EXERCISE PROMPT
Exact copies of the lines from the line containing "Could you please point out the framed" through the last line of the entries below are the whole answer.

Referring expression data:
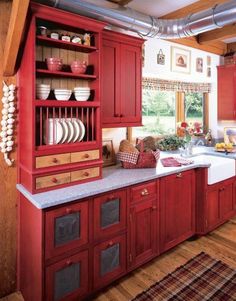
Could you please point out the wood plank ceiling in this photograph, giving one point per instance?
(211, 41)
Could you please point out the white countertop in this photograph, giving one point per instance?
(114, 177)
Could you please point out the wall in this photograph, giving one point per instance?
(8, 195)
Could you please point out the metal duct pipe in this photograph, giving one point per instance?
(127, 18)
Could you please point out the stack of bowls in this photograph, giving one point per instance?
(42, 91)
(62, 94)
(82, 93)
(78, 67)
(54, 64)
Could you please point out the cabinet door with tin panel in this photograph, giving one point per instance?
(109, 260)
(109, 214)
(143, 232)
(66, 228)
(68, 279)
(177, 207)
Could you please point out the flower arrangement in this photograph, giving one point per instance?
(187, 130)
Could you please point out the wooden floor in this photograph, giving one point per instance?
(220, 244)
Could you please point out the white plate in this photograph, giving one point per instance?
(82, 130)
(71, 131)
(76, 130)
(55, 131)
(66, 131)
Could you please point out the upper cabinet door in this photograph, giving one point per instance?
(226, 93)
(110, 82)
(130, 84)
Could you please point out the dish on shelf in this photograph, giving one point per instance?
(62, 94)
(54, 64)
(71, 132)
(82, 130)
(76, 130)
(55, 131)
(66, 131)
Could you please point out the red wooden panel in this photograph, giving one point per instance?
(82, 259)
(99, 280)
(130, 84)
(226, 201)
(177, 208)
(100, 232)
(226, 92)
(50, 248)
(143, 235)
(110, 103)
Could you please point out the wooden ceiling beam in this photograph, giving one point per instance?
(14, 35)
(215, 46)
(120, 2)
(220, 34)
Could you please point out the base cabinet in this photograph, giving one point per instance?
(68, 278)
(177, 202)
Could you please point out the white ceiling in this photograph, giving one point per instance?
(157, 8)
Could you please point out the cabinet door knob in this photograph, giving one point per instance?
(144, 192)
(179, 175)
(111, 243)
(54, 160)
(68, 210)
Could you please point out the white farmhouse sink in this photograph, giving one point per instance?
(221, 168)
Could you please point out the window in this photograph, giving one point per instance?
(158, 113)
(161, 110)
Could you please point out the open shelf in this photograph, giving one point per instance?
(48, 73)
(65, 45)
(69, 103)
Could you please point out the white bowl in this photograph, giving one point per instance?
(42, 95)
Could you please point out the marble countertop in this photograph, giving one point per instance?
(114, 177)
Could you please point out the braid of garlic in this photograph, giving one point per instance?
(6, 134)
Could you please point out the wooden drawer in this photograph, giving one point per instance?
(143, 191)
(84, 174)
(52, 160)
(52, 180)
(85, 156)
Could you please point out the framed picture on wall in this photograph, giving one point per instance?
(180, 60)
(108, 153)
(199, 64)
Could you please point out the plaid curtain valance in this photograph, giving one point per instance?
(176, 86)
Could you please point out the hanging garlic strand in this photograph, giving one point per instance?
(7, 122)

RESPONSE TO THIS EXERCISE
Could you please point out the framed picture on wall in this photograph, giving one point per instance?
(180, 60)
(108, 153)
(199, 64)
Could you please point out the plaid curtain valance in this photograph, giving one point per instance?
(176, 86)
Could you please point out the hanging garlic strand in this photograph, giving one point per instance?
(7, 122)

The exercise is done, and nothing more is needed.